-- start Extracted entries --

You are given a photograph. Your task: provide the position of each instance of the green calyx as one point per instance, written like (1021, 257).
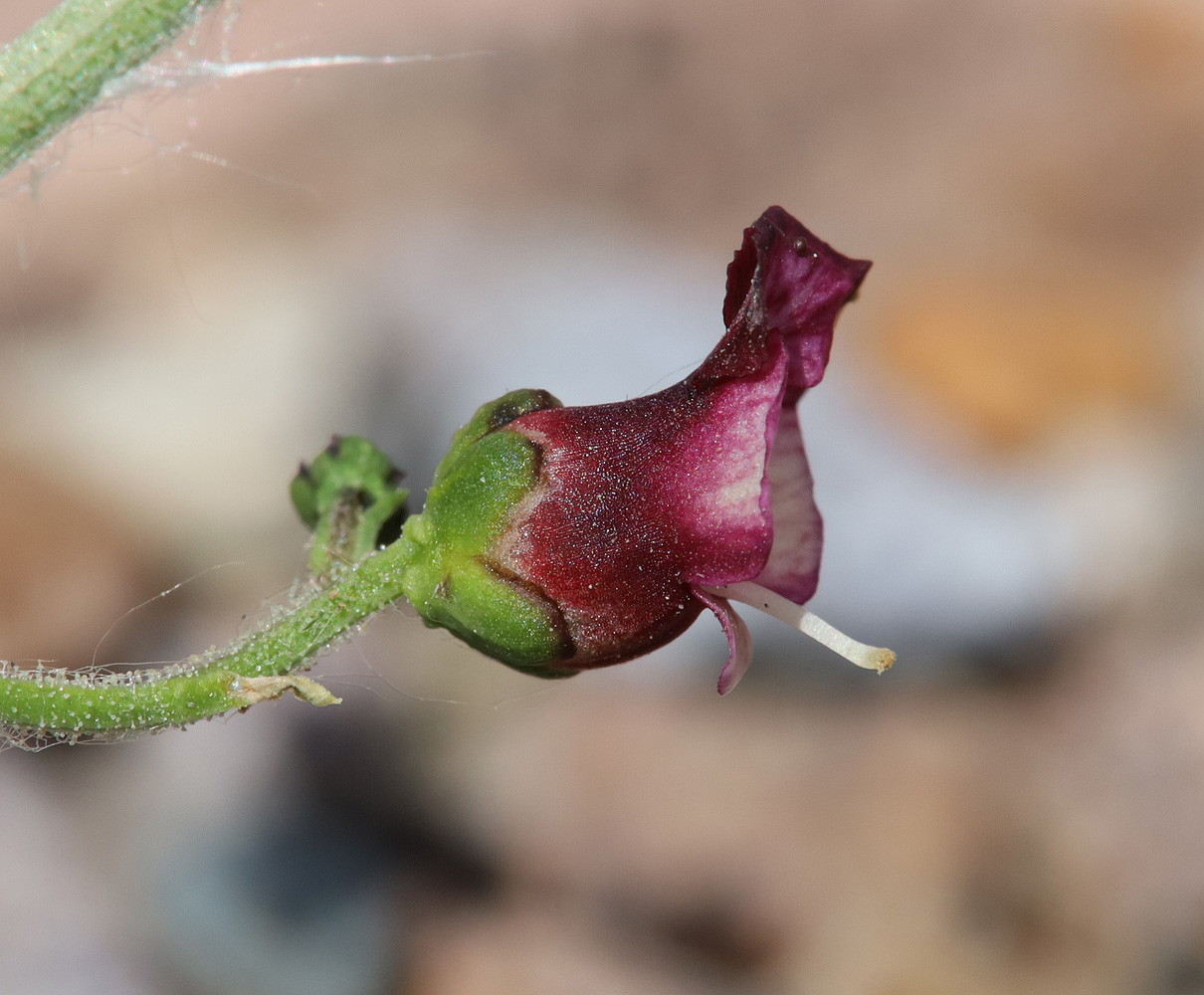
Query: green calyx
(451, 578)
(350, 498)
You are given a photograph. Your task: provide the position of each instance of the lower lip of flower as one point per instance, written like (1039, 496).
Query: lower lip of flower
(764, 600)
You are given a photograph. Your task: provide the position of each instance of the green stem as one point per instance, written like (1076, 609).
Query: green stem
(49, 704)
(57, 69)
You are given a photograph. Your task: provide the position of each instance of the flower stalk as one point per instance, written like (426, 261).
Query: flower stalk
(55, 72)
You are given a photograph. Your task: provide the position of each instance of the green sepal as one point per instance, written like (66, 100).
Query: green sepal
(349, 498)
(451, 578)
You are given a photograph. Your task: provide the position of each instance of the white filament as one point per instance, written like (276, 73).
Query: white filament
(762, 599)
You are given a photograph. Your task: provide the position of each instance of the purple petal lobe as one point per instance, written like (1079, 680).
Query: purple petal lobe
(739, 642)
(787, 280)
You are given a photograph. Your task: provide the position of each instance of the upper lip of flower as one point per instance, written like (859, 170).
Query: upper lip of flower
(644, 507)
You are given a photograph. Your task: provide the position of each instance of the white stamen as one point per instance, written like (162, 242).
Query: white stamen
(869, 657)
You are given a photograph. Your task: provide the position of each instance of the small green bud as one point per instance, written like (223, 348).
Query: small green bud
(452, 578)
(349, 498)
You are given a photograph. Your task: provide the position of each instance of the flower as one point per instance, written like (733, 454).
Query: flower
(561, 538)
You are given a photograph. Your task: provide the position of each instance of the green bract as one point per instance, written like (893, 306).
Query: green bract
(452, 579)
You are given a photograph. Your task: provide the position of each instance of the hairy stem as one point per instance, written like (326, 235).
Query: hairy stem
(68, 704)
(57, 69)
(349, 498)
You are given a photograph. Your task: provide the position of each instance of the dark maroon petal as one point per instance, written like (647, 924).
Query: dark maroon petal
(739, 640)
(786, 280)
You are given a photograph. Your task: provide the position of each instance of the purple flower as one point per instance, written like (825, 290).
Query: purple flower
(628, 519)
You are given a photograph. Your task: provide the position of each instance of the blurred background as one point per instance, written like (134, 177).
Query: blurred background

-- end Extracted entries --

▶ Written request
Copy the entries word for word, starting with the line that contains "like (733, 454)." and continuing to the end of the entries.

▶ Reply to the task
You are given a photograph. Your task: provide the position of each instance of the flower as one point per instance, written like (733, 454).
Query: flower
(561, 538)
You are given a photograph. Your task: provide the position of each instance of the green bract as one point per instance, written like (893, 306).
Query: green bract
(452, 579)
You are given a photograph. Your task: provide the position of each instance of the hairy stem as one point per instance, written like (326, 235).
Query: hairy stem
(68, 704)
(57, 69)
(349, 498)
You are given a photograph. Your task: provide the position of each instance of the dark maroon petal as one point per instance, written like (647, 924).
Query: dark maroon petal
(739, 640)
(786, 280)
You are given a photograph. Your task: provide the position of each instance of the purple flower as one point per instance, written like (825, 290).
Query: purple flower
(628, 519)
You are given a photograph. Your task: provide the position of each instance of the blurred background as one point per instance, written like (134, 177).
Query: blurred background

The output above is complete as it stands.